::: Input data

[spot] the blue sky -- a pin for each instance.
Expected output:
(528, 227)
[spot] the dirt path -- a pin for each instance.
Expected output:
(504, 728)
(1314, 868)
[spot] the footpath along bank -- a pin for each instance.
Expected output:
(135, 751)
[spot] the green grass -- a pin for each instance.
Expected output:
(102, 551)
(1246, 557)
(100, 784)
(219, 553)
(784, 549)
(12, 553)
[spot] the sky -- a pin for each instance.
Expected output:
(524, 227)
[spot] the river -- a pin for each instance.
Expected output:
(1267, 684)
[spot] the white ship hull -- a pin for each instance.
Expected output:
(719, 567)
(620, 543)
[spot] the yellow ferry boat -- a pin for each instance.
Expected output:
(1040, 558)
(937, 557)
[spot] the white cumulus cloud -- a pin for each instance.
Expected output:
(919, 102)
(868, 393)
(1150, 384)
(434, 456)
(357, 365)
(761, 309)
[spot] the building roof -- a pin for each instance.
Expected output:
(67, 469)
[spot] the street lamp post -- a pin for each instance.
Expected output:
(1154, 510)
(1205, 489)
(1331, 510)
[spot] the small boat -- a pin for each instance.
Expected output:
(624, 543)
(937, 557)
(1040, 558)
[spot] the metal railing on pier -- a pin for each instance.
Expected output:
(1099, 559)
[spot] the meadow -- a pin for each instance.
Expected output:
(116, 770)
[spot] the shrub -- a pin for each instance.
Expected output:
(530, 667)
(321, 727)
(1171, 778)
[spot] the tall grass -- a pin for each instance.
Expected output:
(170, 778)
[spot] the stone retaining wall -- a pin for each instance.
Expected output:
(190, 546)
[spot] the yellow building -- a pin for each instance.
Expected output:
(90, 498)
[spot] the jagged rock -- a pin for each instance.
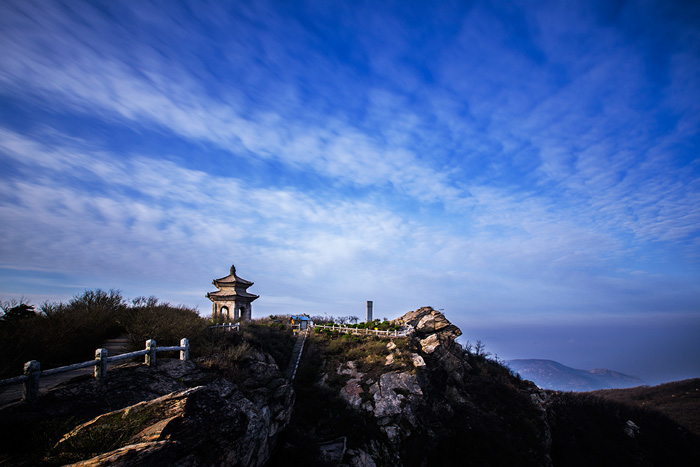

::::::

What you will do:
Rewrite the data from the line containing "[spot] the stone" through the end of the data, both ends included, with "retaining wall" replaced by "boundary wall" and everything else unchanged. Omit the pictures from your answer.

Result of this exercise:
[spot] the stone boundary wall -- a pin for each instance.
Expected output:
(190, 546)
[spot] the yellow building -- a pin for each instance.
Expected output:
(90, 498)
[spot] the jagged rock -- a pin for each instance.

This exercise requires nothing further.